▸ TASK TO COMPLETE
Go through the data below and repeat it exactly, skipping each picture.

(Data extracted from a collection)
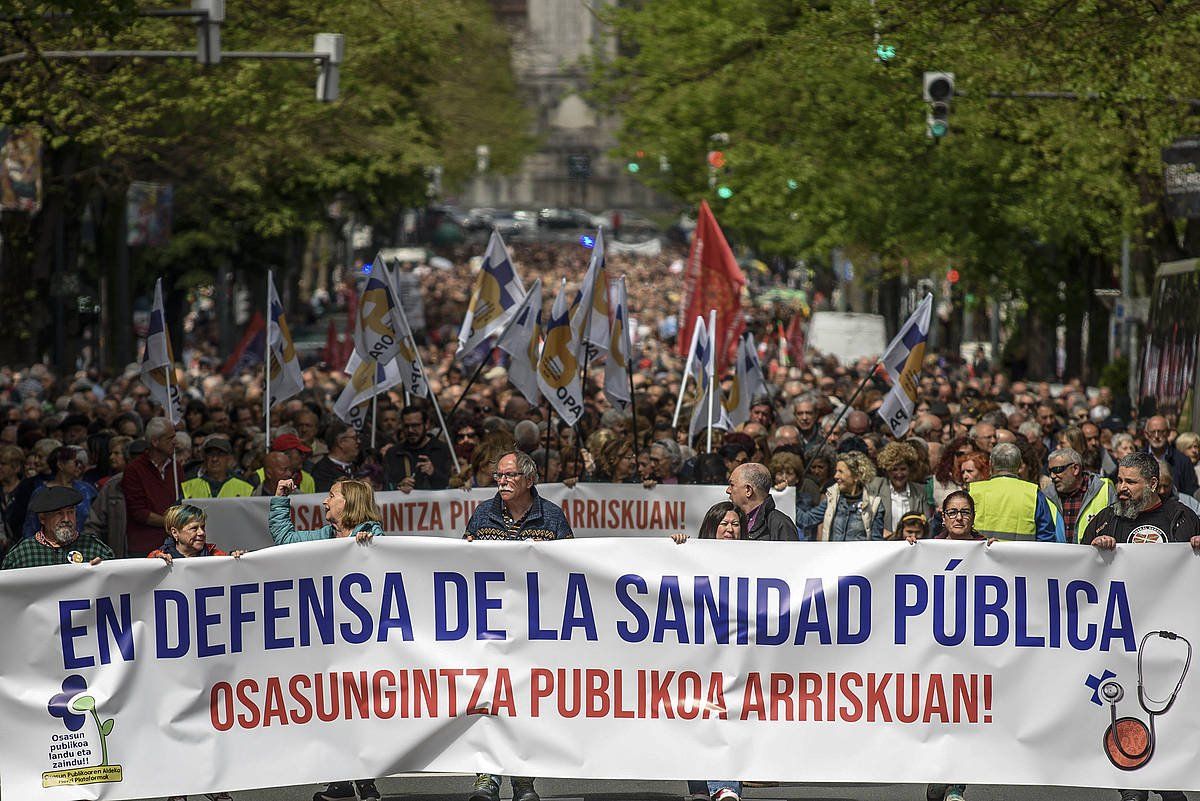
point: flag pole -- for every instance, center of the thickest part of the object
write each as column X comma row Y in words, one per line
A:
column 171, row 401
column 633, row 402
column 267, row 362
column 712, row 373
column 629, row 372
column 437, row 407
column 375, row 407
column 550, row 423
column 483, row 363
column 687, row 372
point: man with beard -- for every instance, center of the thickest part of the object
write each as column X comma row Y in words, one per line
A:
column 57, row 541
column 1139, row 515
column 515, row 513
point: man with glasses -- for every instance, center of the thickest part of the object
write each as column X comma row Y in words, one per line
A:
column 1157, row 434
column 151, row 487
column 343, row 451
column 466, row 440
column 1080, row 495
column 515, row 513
column 419, row 461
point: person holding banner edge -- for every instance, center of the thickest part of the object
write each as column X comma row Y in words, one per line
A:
column 351, row 511
column 516, row 513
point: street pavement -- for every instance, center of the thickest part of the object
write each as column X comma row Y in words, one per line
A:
column 429, row 787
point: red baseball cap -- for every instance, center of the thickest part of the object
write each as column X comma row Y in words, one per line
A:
column 289, row 443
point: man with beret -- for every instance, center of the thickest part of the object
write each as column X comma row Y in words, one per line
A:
column 57, row 541
column 214, row 479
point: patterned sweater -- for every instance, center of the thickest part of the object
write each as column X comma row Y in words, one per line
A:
column 544, row 521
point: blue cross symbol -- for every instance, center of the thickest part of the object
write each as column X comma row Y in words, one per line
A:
column 1095, row 682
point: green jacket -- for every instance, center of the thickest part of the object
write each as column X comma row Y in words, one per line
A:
column 279, row 521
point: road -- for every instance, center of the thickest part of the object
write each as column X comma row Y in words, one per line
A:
column 454, row 788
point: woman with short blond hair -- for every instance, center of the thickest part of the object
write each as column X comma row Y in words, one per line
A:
column 351, row 511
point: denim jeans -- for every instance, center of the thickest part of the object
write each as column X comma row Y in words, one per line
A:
column 724, row 784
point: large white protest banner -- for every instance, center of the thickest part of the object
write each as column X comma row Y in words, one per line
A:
column 594, row 510
column 619, row 658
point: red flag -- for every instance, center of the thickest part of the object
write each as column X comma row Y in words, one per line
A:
column 712, row 279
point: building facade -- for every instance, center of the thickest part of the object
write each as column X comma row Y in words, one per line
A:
column 551, row 40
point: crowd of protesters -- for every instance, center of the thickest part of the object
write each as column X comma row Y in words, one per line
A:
column 105, row 438
column 91, row 469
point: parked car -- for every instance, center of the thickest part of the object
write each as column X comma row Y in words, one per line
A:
column 564, row 218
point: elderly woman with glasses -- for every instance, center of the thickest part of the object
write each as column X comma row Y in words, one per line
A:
column 958, row 523
column 69, row 464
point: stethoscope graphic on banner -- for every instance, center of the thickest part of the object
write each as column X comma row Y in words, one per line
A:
column 1128, row 742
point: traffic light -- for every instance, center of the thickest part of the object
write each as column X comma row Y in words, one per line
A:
column 330, row 48
column 939, row 91
column 210, row 13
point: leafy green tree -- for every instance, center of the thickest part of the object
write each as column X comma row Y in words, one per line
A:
column 255, row 161
column 828, row 148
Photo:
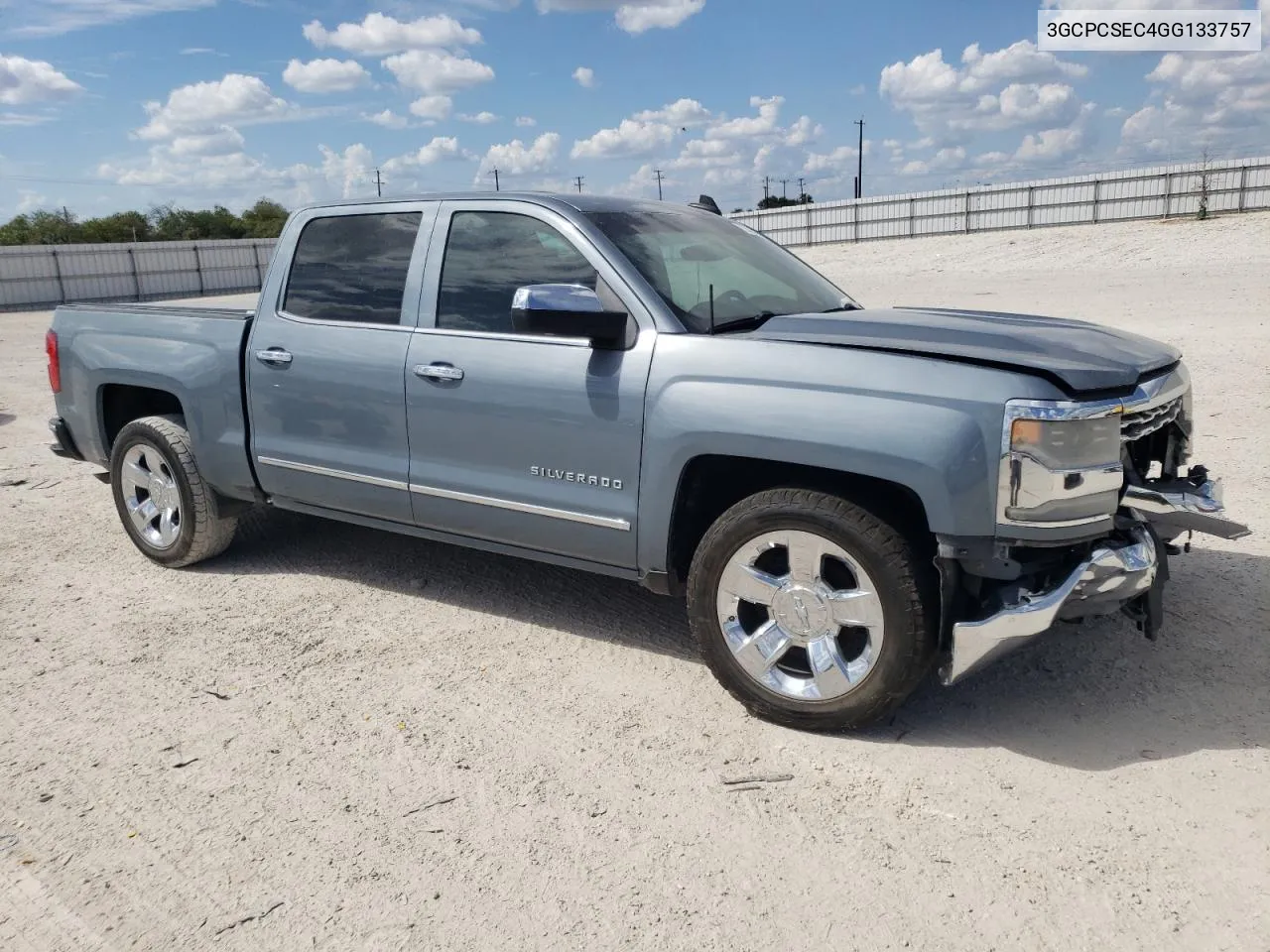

▸ WRITTEN ANSWER
point: flag pole -- for every instance, center of the thickest part of the object
write each as column X comma row Y in words, one per line
A:
column 171, row 401
column 633, row 402
column 267, row 362
column 712, row 373
column 629, row 372
column 437, row 407
column 375, row 407
column 550, row 423
column 483, row 363
column 687, row 372
point: man with beard -- for every instance, center of the thickest part of the object
write each as column X comma row Y in words, one per line
A:
column 57, row 541
column 1139, row 515
column 515, row 513
point: man with glasses -- for every instance, center of the thickest part of the object
write each as column X comma row Y in words, one per line
A:
column 1157, row 434
column 151, row 487
column 343, row 451
column 466, row 440
column 1080, row 495
column 515, row 513
column 419, row 461
point: person holding banner edge -- for every instance, center of the thickest part of the object
write each as column X comma row Y in words, one per line
A:
column 351, row 511
column 516, row 513
point: street pavement -- for every instance, center of the thickest part of the object
write each as column X comma row Y in words, one per line
A:
column 429, row 787
point: red baseball cap -- for every instance, center of the thickest part of the object
write each as column X comma row Y in words, one per line
A:
column 289, row 443
point: man with beret -- for every instance, center of the thickest part of the object
write each as column X comma row Y in words, one per line
A:
column 57, row 541
column 214, row 479
point: patterned sweater -- for every instance, center of the thickest part of the object
write each as column X comma row Y in words, one per line
A:
column 544, row 521
point: blue cross symbol -- for every instance, center of the thickest part of the object
write each as column X comma row Y in words, one per line
A:
column 1095, row 682
point: green jacket -- for every instance, center of the thickest part of the object
write each as column X comma row Y in words, one per line
A:
column 279, row 521
point: road -- for every instance, center of the thickest part of the object
write each as column X comma row Y in words, one per line
A:
column 454, row 788
point: woman with short blond hair -- for every instance, center of the thickest part of the object
write each as column X comma row Y in words, one per line
A:
column 351, row 511
point: denim jeans -- for every instance, center of the thickest part of the object
write each as column X comma row Y in words, one per line
A:
column 724, row 784
point: large white protest banner -- for every instance, center of the thickest part of the object
write each as column X comma row Y in words, one per line
A:
column 594, row 510
column 619, row 658
point: red flag -- for every instance, center of the thickest part of the object
write each as column X comma row Y in words, one per line
A:
column 712, row 279
point: building facade -- for every instance, center of the thickest part of the object
write each as column X comma row Y in words, one per line
A:
column 551, row 40
point: crowd of protesters -- for every instance, center of the thickest part of the object
write each as column X comma row Y in words, one per line
A:
column 105, row 438
column 91, row 469
point: parked car -- for every instance, center of the thickest part of the object
write each as column X comma row Y in words, one per line
A:
column 564, row 218
point: elderly woman with glasses -- for every instance, center of the thickest part of the object
write each as column X comma row Y in words, one per line
A:
column 958, row 523
column 69, row 464
point: stethoscope graphic on banner -- for every instance, center of the thickest part of the object
write each as column X comma row Y in words, one per line
A:
column 1128, row 742
point: traffic light -- for every instance, center of the thickest part of the object
write each as column X comma row Y in words, one per line
A:
column 330, row 48
column 939, row 91
column 210, row 13
point: leafy green tree -- for every instance, center of the thickest part of the object
write each as column X comma row Y in words, one per line
A:
column 255, row 161
column 828, row 148
Photo:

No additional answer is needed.